* EXERCISE DESCRIPTION *
Pick out each line in the listing below that contains the word "skirt" and copy those lines.

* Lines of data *
____________________

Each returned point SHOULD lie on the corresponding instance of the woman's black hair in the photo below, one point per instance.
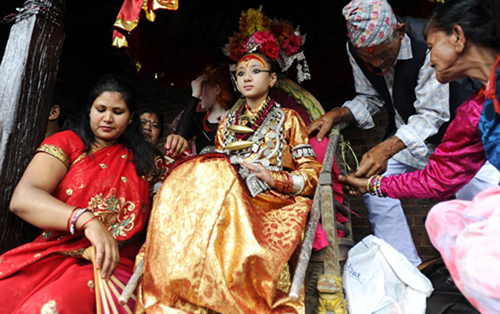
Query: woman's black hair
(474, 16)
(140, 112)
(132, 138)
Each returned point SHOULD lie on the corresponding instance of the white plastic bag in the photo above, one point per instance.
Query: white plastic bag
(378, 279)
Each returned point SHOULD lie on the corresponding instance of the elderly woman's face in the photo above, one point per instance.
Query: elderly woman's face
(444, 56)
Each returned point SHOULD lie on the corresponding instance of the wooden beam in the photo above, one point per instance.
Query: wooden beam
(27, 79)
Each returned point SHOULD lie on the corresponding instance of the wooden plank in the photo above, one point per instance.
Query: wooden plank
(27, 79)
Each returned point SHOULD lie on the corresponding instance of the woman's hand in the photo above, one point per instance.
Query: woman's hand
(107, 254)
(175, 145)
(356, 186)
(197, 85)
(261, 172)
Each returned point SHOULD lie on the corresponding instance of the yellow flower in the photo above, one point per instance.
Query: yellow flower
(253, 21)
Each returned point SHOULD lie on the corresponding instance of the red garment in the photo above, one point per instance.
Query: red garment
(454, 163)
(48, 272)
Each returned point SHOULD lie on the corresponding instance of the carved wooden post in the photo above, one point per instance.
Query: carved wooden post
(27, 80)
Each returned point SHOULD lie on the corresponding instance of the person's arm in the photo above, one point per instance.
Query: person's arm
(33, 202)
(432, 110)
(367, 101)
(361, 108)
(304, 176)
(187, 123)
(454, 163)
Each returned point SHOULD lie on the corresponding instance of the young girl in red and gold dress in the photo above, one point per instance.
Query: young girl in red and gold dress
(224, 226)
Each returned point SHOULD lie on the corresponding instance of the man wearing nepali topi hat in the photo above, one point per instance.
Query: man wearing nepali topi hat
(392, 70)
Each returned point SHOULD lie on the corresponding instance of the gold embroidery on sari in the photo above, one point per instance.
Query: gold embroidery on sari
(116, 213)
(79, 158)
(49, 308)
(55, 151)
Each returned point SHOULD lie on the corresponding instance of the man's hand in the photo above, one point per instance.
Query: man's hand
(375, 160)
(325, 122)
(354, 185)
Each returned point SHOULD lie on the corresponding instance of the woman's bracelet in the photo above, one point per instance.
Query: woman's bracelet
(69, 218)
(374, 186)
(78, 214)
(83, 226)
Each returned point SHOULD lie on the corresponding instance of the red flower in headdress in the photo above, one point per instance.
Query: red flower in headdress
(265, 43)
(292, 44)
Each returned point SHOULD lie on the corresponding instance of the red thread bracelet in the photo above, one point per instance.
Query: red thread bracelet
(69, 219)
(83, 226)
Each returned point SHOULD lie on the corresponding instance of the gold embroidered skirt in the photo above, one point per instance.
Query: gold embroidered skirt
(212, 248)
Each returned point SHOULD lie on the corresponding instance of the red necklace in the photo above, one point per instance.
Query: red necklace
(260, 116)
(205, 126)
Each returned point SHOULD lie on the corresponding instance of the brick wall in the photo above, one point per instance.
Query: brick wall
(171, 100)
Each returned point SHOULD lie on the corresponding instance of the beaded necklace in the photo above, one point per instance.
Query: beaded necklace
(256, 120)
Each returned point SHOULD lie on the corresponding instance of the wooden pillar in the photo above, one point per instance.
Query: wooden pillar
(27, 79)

____________________

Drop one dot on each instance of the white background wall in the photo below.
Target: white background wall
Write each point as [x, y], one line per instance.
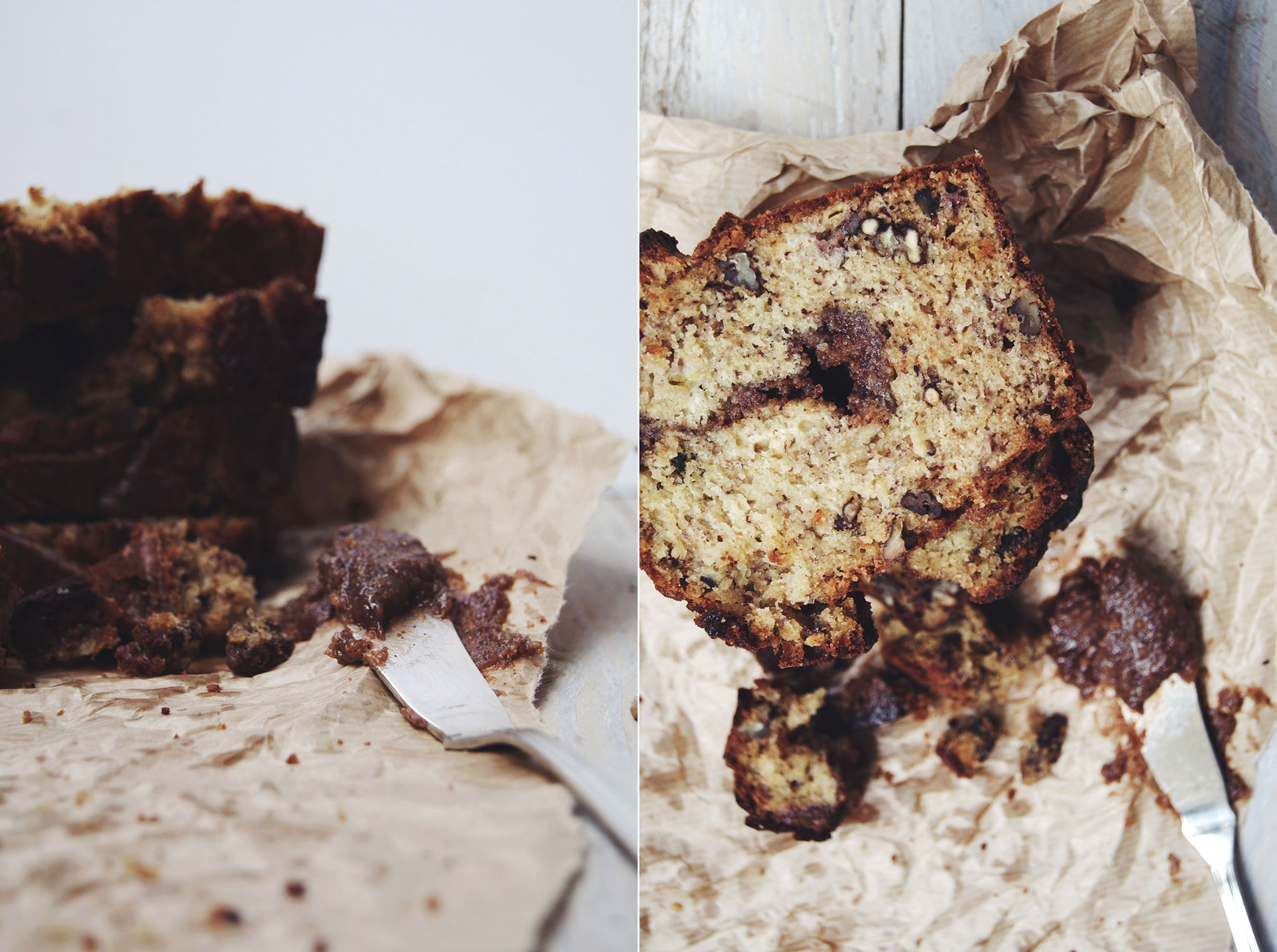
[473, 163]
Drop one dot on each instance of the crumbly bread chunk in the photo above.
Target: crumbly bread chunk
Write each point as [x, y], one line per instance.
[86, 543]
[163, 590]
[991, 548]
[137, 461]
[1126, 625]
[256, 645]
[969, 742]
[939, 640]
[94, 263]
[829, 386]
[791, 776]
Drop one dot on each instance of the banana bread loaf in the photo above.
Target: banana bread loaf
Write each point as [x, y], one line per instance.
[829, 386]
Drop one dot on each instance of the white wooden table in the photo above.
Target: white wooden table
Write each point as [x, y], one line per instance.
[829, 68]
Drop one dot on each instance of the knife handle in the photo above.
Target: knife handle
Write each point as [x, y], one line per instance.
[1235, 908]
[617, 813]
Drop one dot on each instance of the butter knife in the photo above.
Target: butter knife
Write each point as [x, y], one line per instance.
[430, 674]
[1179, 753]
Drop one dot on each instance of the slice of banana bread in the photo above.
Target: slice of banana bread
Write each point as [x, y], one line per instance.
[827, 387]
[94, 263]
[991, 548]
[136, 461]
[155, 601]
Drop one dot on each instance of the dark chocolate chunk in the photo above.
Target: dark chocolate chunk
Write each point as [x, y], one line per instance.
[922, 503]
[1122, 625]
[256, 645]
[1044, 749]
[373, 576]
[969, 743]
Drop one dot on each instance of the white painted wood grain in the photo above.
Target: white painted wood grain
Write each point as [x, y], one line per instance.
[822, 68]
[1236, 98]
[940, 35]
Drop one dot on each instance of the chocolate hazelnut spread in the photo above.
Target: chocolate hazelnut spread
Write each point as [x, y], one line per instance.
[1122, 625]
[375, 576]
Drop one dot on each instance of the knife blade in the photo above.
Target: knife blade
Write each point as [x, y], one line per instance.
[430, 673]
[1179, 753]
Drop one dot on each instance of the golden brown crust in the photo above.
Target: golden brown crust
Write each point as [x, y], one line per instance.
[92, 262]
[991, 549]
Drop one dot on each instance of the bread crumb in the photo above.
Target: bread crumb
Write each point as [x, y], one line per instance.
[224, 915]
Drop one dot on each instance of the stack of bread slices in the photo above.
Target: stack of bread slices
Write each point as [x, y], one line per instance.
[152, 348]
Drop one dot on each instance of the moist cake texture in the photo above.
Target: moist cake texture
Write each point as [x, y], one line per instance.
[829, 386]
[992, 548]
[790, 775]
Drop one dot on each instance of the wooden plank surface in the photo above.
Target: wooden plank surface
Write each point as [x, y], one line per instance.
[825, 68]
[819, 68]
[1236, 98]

____________________

* SOLUTION FOR THIS PROBLEM *
Each returned point SHOULD lie on the corresponding instance of the gold embroidered skirt in the photo above, one point per instance.
Query: gold embroidered skirt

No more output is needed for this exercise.